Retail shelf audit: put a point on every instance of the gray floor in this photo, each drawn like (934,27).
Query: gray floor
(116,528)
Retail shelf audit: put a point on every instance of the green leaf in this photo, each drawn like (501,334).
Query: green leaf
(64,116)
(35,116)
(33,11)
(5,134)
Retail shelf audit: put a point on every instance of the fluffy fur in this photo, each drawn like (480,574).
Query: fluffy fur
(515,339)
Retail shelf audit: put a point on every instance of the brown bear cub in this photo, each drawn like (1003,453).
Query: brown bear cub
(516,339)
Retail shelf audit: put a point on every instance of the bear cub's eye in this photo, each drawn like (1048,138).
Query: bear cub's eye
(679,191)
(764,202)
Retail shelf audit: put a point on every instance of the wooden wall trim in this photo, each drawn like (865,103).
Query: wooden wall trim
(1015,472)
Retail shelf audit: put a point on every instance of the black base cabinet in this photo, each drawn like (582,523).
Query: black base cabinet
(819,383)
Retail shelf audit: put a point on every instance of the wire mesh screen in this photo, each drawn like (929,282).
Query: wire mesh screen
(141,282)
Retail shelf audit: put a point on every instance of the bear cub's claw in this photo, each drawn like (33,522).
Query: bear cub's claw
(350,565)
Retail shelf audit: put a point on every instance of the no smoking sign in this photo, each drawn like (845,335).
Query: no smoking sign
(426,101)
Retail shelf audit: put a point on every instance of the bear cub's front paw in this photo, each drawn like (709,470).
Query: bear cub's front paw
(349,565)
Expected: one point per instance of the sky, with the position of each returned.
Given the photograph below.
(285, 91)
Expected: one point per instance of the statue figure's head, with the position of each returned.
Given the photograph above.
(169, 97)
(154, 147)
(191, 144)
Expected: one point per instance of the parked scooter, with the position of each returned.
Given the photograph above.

> EXERCISE: Gather up every line from the listing above in which the word "position" occurs.

> TASK ANSWER:
Expected: one point per instance of the sky, with the position of each returned.
Expected: one point per instance of the statue figure's head, with the position of each returned.
Expected: one point per instance of the parked scooter, with the position of each returned.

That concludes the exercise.